Stored data entries:

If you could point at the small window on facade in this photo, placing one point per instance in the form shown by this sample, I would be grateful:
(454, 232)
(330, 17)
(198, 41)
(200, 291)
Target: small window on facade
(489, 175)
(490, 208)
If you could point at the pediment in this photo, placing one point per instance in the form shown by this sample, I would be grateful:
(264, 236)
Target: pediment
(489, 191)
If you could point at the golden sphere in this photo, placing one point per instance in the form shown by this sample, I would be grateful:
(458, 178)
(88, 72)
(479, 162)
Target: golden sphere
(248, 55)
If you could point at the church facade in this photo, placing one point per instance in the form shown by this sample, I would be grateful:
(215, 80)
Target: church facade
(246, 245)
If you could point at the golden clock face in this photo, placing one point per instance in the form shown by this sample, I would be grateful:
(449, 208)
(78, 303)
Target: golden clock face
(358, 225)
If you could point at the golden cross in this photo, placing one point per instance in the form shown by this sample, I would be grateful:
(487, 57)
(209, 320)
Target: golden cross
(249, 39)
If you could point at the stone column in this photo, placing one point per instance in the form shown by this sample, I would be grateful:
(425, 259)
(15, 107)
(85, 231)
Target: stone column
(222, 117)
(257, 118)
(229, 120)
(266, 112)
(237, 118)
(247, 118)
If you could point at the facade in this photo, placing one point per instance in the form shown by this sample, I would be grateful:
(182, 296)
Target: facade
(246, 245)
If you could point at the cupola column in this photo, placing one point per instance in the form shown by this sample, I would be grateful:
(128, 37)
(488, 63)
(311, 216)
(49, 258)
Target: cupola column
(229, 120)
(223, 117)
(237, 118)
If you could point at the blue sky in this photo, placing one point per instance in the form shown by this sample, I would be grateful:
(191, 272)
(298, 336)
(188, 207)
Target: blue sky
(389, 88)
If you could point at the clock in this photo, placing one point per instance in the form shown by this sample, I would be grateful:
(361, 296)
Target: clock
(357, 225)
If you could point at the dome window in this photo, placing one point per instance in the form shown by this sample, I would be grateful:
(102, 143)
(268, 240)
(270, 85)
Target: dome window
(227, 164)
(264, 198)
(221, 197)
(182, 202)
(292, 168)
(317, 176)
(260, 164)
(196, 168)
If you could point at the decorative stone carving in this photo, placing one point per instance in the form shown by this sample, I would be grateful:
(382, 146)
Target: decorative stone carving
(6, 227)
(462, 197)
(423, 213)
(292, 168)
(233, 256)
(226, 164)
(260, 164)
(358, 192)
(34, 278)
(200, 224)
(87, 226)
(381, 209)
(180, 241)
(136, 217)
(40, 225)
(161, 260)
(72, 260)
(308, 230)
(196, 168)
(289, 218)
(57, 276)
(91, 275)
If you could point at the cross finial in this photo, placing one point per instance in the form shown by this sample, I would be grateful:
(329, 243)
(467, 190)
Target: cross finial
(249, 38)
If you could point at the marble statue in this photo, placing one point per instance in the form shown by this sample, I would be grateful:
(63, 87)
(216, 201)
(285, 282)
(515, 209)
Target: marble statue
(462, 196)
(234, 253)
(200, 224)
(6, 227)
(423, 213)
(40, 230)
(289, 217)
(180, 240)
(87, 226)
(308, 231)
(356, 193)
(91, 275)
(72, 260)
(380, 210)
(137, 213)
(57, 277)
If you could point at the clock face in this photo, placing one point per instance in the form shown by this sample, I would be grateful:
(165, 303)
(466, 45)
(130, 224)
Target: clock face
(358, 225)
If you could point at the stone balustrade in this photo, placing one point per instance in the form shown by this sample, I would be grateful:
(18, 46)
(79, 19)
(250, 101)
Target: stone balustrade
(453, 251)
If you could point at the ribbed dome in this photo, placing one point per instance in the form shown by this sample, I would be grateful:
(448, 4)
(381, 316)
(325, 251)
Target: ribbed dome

Work to be completed:
A verbatim copy of every entry is required.

Answer below:
If you could point at the small window on facade in this photo, placing one point per instance in the form shown by this sample, I would be grateful:
(454, 232)
(330, 17)
(198, 41)
(200, 291)
Target: small window on facade
(489, 175)
(490, 208)
If you could point at the pediment in this photo, placing one point per instance in the form shown by this sample, I would be grateful:
(264, 236)
Target: pediment
(489, 191)
If you could point at the golden sphere in this photo, placing one point per instance in the form shown by this sample, I would be grateful:
(458, 178)
(88, 72)
(479, 162)
Target: golden sphere
(248, 55)
If you could point at the church facade in this photo, placing one point per instance in the form shown by this sample, I would be grateful:
(215, 80)
Target: church facade
(246, 245)
If you could point at the golden clock face in this photo, placing one point per instance in the form shown by this sample, I would be grateful:
(449, 208)
(78, 303)
Target: golden clock face
(358, 225)
If you could point at the golden cross in this photo, placing one point per instance in the form shown by this sample, I would be grateful:
(487, 57)
(209, 320)
Target: golden cross
(249, 39)
If you could point at the stone column in this photo, placing one point per instance in the form shown by this sample, I would be grateful:
(425, 259)
(15, 107)
(85, 231)
Target: stone column
(222, 117)
(257, 118)
(229, 120)
(266, 112)
(237, 118)
(247, 118)
If you could point at the facade in this photo, placing one point per instance in the form shown by this sample, I would be grateful:
(182, 296)
Target: facade
(246, 245)
If you could point at the cupola column in this photo, placing one point per instance in the form shown by this sample, I would be grateful:
(128, 37)
(488, 63)
(311, 216)
(49, 258)
Target: cupola column
(229, 120)
(223, 117)
(237, 118)
If you could point at the blue sky in this photo, placing one point per instance in the form shown by this sample, I would be grateful:
(191, 272)
(298, 336)
(188, 207)
Target: blue sky
(389, 88)
If you could point at the clock in this photo, placing one point per instance in the form shown by this sample, I would be grateful:
(361, 296)
Target: clock
(357, 225)
If you could point at the dome window in this photo, placing one point per instance in the form shown by this sample, I would be grateful:
(102, 143)
(268, 240)
(270, 85)
Target: dome window
(227, 164)
(264, 198)
(221, 197)
(182, 202)
(292, 168)
(317, 176)
(260, 164)
(196, 168)
If you could point at the decorative stone carving in this photo, placing one point per instance in the form shown by this sample, I would be grateful:
(382, 146)
Target: decorative stone carving
(6, 227)
(462, 197)
(423, 213)
(292, 168)
(233, 256)
(226, 164)
(260, 164)
(358, 192)
(34, 278)
(200, 224)
(87, 226)
(381, 209)
(180, 241)
(136, 217)
(40, 225)
(161, 260)
(72, 260)
(308, 230)
(196, 168)
(289, 218)
(57, 276)
(91, 275)
If you could point at the cross finial in this photo, placing one point per instance in the form shown by this sample, I would be grateful:
(329, 243)
(467, 190)
Target: cross finial
(249, 38)
If you could point at the marble statue in this photo, placing one point per instance in the form shown by this sample, I would be grateful:
(63, 87)
(216, 201)
(285, 282)
(515, 209)
Target: marble statue
(462, 196)
(234, 253)
(200, 224)
(6, 227)
(423, 213)
(40, 230)
(289, 217)
(180, 240)
(87, 226)
(308, 231)
(356, 193)
(91, 275)
(72, 260)
(380, 210)
(137, 213)
(57, 277)
If you could point at the clock face in this photo, placing one point per instance in the form shown by this sample, I would be grateful:
(165, 303)
(466, 45)
(130, 224)
Target: clock face
(358, 225)
If you could point at the stone balustrade in this photo, placing one point per instance in the form shown by this sample, I would be grateful:
(18, 46)
(79, 19)
(250, 101)
Target: stone balustrade
(453, 251)
If you could point at the ribbed dome in this photo, placing one point per instance in the form shown by this sample, I would be grateful:
(448, 4)
(381, 316)
(325, 251)
Target: ribbed dome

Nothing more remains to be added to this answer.